### DATA SHOWN
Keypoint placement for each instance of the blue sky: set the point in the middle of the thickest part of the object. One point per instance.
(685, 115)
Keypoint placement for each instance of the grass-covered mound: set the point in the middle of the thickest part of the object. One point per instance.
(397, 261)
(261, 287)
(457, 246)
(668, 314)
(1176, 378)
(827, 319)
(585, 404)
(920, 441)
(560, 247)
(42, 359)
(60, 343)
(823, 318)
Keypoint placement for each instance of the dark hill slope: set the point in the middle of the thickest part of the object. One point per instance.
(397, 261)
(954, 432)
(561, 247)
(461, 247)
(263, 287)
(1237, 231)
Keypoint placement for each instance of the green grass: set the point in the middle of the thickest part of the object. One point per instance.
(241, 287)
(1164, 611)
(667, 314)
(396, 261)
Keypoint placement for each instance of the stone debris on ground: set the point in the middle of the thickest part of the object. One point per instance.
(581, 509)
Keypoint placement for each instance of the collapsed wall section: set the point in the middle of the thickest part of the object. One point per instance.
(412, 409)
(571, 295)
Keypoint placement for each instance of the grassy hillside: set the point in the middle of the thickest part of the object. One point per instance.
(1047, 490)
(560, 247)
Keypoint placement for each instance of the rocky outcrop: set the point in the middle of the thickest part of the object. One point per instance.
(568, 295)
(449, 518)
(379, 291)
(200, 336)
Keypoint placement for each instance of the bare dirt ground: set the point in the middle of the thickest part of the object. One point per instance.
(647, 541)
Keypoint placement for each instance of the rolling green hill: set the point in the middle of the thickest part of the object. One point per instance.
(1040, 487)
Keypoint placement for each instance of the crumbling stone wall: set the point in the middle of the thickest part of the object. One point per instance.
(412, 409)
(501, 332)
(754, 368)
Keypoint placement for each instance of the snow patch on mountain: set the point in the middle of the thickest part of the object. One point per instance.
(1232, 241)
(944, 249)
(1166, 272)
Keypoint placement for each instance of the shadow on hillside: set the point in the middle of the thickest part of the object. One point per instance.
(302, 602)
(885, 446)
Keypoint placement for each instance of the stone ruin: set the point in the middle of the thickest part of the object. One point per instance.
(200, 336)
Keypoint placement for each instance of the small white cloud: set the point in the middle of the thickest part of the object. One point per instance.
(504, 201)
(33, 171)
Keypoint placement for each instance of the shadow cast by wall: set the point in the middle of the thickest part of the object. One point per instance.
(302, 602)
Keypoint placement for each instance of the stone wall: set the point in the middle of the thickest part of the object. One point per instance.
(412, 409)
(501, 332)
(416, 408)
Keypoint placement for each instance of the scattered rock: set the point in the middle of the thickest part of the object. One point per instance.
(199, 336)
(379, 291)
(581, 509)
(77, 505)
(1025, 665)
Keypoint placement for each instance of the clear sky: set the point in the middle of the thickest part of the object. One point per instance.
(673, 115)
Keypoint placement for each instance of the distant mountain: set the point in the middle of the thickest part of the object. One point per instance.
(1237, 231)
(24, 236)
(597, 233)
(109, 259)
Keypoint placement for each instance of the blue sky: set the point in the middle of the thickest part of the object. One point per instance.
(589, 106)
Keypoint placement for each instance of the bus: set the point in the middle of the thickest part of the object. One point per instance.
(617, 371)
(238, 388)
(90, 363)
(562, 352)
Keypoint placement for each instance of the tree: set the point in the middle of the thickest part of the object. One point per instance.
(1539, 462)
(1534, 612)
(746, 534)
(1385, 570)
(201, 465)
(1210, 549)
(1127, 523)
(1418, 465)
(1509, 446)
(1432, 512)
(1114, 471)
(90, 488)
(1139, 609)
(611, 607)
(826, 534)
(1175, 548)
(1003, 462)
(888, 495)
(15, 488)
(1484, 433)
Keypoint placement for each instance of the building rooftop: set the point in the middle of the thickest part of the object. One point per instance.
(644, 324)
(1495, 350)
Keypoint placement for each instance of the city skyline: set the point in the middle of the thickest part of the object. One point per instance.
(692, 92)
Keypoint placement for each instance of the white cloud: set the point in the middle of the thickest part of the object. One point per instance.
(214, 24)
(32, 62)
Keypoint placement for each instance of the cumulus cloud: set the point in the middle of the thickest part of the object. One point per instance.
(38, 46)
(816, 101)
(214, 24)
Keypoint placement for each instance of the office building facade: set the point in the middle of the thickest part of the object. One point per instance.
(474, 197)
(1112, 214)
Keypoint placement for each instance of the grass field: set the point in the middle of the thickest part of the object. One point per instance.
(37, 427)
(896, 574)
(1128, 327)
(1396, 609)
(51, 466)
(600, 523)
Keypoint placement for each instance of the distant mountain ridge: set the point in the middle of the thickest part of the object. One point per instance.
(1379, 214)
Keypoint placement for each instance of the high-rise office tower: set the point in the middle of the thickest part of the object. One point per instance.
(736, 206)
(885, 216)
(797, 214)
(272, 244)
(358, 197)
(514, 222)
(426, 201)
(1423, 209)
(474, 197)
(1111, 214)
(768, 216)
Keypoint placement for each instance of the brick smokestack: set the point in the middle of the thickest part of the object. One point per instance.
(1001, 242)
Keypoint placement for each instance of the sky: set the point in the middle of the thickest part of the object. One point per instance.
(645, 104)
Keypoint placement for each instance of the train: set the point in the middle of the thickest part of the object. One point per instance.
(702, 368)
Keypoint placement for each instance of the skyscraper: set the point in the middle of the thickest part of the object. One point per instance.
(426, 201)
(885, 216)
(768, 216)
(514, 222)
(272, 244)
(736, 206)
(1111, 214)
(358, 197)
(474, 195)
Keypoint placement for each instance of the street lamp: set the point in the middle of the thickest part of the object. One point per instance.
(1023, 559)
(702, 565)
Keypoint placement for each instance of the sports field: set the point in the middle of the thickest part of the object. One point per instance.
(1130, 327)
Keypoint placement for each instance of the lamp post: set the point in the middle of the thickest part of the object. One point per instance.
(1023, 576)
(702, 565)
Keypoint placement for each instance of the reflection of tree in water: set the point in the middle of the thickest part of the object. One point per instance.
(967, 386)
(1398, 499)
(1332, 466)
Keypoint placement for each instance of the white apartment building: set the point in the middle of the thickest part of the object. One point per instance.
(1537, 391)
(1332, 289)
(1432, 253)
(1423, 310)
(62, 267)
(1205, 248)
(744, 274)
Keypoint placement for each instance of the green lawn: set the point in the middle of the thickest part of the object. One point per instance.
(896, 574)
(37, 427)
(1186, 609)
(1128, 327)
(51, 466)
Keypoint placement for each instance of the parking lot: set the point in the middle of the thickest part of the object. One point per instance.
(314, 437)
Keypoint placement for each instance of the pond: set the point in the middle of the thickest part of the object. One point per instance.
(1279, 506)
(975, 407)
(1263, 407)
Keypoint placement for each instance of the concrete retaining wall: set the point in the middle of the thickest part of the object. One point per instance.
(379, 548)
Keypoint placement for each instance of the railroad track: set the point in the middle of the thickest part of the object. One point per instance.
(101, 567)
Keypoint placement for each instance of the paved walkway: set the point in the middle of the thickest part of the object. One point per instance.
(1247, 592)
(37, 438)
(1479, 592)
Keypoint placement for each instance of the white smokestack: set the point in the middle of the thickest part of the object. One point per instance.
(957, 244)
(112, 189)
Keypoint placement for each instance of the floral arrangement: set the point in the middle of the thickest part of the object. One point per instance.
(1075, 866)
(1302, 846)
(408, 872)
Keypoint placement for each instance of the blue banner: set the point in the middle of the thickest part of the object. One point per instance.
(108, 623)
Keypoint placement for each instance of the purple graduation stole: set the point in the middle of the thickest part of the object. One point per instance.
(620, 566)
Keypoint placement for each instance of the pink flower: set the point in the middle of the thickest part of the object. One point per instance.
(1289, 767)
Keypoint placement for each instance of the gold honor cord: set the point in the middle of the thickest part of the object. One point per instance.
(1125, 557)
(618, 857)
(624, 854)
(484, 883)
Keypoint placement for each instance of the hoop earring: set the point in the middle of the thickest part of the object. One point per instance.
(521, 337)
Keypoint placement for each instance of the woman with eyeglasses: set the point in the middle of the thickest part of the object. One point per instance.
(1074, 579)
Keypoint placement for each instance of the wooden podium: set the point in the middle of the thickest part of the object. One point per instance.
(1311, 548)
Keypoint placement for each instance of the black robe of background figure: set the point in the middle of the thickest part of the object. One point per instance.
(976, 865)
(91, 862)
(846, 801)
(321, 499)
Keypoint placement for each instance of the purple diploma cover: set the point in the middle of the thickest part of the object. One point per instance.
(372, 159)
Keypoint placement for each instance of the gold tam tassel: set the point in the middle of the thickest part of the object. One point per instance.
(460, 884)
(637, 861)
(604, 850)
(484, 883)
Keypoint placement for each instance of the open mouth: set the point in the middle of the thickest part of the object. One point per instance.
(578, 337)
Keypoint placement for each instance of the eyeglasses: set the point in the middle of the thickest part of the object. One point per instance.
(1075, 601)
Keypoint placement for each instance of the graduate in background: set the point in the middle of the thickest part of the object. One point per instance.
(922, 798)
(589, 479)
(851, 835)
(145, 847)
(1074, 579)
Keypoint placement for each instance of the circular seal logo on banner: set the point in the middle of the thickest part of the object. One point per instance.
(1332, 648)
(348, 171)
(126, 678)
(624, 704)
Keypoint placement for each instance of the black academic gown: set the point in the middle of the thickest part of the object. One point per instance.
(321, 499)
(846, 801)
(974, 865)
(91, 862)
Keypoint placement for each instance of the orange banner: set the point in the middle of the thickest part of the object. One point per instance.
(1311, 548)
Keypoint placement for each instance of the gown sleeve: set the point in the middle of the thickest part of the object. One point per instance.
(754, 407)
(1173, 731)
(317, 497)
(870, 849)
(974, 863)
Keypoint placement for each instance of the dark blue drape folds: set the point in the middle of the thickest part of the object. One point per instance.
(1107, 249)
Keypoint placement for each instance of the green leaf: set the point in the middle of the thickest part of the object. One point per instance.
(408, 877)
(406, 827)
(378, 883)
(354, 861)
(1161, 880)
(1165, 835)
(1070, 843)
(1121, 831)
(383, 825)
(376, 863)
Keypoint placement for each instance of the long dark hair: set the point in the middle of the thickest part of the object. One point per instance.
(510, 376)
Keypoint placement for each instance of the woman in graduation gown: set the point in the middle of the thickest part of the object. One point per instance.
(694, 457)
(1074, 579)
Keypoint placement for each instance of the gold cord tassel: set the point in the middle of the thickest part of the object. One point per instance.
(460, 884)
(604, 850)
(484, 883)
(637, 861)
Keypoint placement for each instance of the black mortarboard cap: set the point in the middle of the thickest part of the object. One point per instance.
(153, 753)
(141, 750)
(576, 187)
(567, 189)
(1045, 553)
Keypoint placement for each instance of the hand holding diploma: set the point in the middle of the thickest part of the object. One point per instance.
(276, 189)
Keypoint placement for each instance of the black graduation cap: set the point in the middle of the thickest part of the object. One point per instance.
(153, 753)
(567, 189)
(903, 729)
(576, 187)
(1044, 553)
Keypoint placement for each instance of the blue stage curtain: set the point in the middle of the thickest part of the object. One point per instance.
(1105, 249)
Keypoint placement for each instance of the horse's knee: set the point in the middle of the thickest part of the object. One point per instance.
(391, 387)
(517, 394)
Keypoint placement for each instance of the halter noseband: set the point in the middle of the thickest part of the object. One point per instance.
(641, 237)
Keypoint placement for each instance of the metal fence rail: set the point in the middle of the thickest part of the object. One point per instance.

### EXERCISE TASK
Transcribe the data starting at the first line and ending at the line containing "(1166, 272)", keeping every line exactly as it appears.

### EXERCISE RESULT
Keypoint placement for each instance of the blue sky: set the point in the middle of the thickest part of the object. One point per instance.
(685, 115)
Keypoint placement for each instance of the grass-covered mound: set the point in the middle of the thickest part of the object. One point per instance.
(397, 261)
(261, 287)
(457, 246)
(668, 314)
(1176, 378)
(827, 319)
(585, 404)
(920, 441)
(560, 247)
(42, 359)
(60, 343)
(823, 318)
Keypoint placement for each instance of the dark hill slope: set the point in the middle of the thickest part of the object. One point per instance.
(397, 261)
(954, 432)
(561, 247)
(461, 247)
(263, 287)
(1237, 231)
Keypoint placement for each instance of the green grass: set the point in the middle of the thickest part of the object. One point per instance.
(241, 287)
(1164, 611)
(667, 314)
(396, 261)
Keypoint placement for each instance of the stone debris on ground: set the point in the middle of the thickest part of the object. One point per instance.
(581, 509)
Keypoint placement for each instance of the collapsed wall section: set the point in the middle of the thickest part of the object. One point per instance.
(412, 409)
(571, 295)
Keypoint placement for each instance of the grassy hillside: set the point in the middle of the thickest part of the object. One point per instance.
(1047, 490)
(560, 247)
Keypoint placement for each instance of the rocky outcrop: set the point in the middle of the thickest part of the object. One point per instance.
(568, 295)
(449, 518)
(379, 291)
(200, 336)
Keypoint placement for each instance of the bare dirt ground: set the point in the middle of the thickest part of the object. One point per instance.
(647, 541)
Keypoint placement for each instance of the rolling green hill: set the point in the middle of the thickest part of the object. One point per instance.
(1040, 487)
Keypoint placement for each instance of the crumbling stone wall: set the point in the middle of the thickest part of the object. One point per instance.
(412, 409)
(501, 332)
(754, 368)
Keypoint placement for each instance of the snow patch on mountain: set the point in the middle of the thickest part of the object. One point per instance.
(1232, 241)
(944, 249)
(1166, 272)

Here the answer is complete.